* begin Selected extract *

= Potential method =

Method of analyzing the amortized complexity of a data structure

In computational complexity theory, the potential method is a method used to analyze the amortized time and space complexity of a data structure, a measure of its performance over sequences of operations that smooths out the cost of infrequent but expensive operations.

==Definition of amortized time==
In the potential method, a function Φ is chosen that maps states of the data structure to non-negative numbers. If S is a state of the data structure, Φ(S) represents work that has been accounted for ("paid for") in the amortized analysis but not yet performed. Thus, Φ(S) may be thought of as calculating the amount of potential energy stored in that state. The potential value prior to the operation of initializing a data structure is defined to be zero. Alternatively, Φ(S) may be thought of as representing the amount of disorder in state S or its distance from an ideal state.

Let o be any individual operation within a sequence of operations on some data structure, with S_{before} denoting the state of the data structure prior to operation o and S_{after} denoting its state after operation o has completed. Once Φ has been chosen, the amortized time for operation o is defined to be
$T_\mathrm{amortized}(o) = T_\mathrm{actual}(o) + C\cdot(\Phi(S_\mathrm{after}) - \Phi(S_\mathrm{before})),$
where C is a non-negative constant of proportionality (in units of time) that must remain fixed throughout the analysis.
That is, the amortized time is defined to be the actual time taken by the operation plus C times the difference in potential caused by the operation.

When studying asymptotic computational complexity using big O notation, constant factors are irrelevant and so the constant C is usually omitted.

==Relation between amortized and actual time==
Despite its artificial appearance, the total amortized time of a sequence of operations provides a valid upper bound on the actual time for the same sequence of operations.

* end Selected extract *
* begin Supplied material *

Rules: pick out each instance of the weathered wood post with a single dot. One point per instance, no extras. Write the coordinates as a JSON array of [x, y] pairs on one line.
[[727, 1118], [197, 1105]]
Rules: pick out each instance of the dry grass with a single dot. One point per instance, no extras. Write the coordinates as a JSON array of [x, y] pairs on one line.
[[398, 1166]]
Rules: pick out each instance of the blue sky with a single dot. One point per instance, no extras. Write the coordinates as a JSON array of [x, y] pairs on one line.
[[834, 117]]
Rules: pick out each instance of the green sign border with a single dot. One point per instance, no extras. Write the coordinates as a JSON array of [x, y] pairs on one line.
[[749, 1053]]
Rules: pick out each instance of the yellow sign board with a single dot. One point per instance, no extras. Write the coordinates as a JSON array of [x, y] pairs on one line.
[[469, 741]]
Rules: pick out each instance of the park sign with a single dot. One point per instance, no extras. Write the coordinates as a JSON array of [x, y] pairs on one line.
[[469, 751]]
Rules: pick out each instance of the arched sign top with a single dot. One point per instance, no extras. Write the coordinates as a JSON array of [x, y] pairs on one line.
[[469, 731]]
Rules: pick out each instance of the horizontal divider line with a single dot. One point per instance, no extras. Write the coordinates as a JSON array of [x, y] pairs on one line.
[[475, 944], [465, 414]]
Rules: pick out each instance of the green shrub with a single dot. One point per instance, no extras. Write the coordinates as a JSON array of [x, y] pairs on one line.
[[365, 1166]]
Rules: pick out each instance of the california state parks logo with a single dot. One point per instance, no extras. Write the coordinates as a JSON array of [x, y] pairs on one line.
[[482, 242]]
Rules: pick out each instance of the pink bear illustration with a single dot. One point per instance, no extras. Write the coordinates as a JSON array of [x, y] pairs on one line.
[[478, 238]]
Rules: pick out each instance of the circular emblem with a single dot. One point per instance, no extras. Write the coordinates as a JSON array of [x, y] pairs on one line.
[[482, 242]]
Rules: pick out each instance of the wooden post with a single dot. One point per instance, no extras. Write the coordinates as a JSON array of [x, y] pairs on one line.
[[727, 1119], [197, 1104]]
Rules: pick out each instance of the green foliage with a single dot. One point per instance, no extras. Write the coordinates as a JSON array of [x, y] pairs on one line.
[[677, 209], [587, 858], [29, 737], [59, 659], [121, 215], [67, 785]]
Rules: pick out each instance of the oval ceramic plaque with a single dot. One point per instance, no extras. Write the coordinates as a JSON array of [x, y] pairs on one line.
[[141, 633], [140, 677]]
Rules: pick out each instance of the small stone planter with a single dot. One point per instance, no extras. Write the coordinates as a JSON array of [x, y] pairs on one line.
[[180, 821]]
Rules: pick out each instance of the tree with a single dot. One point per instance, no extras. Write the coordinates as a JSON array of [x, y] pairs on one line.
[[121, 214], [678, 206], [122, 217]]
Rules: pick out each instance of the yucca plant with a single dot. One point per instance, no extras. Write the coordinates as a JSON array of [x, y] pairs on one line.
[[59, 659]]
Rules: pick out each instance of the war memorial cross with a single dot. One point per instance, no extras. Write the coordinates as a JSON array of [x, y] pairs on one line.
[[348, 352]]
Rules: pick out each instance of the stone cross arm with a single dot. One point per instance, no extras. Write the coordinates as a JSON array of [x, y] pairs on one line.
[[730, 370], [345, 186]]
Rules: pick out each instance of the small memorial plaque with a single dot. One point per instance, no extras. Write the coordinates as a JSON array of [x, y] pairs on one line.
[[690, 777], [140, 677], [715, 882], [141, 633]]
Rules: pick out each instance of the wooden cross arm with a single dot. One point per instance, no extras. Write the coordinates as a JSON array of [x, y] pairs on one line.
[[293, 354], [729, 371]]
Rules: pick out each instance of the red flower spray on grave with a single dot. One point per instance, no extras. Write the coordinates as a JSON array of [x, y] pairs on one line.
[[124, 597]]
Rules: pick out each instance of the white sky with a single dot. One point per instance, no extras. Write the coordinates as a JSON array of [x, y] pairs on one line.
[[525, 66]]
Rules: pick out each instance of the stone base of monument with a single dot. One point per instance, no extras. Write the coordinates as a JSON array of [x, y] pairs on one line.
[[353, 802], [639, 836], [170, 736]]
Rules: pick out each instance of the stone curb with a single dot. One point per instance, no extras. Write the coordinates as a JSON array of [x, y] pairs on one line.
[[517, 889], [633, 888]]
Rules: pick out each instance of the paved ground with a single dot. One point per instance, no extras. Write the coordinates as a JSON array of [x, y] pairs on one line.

* end Supplied material *

To-do list:
• a. Reproduce the stretch of the potential method article from "Method of analyzing" through "but expensive operations.".
• b. Using the potential method article, decide whether each statement agrees with it. Answer yes or no for each, quoting the words that decide it.
(i) The function Φ maps states of the data structure to non-negative numbers.
(ii) The constant C may be changed partway through the analysis.
(iii) The potential before a data structure is initialized is defined to be one.
• c. According to the potential method article, when is the constant C usually omitted?

Outputs:
• a.
Method of analyzing the amortized complexity of a data structure

In computational complexity theory, the potential method is a method used to analyze the amortized time and space complexity of a data structure, a measure of its performance over sequences of operations that smooths out the cost of infrequent but expensive operations.

• b.
(i) Yes: "a function Φ is chosen that maps states of the data structure to non-negative numbers"
(ii) No: "C is a non-negative constant of proportionality (in units of time) that must remain fixed throughout the analysis"
(iii) No: "The potential value prior to the operation of initializing a data structure is defined to be zero."

• c. When asymptotic computational complexity is studied using big O notation, because constant factors are irrelevant there.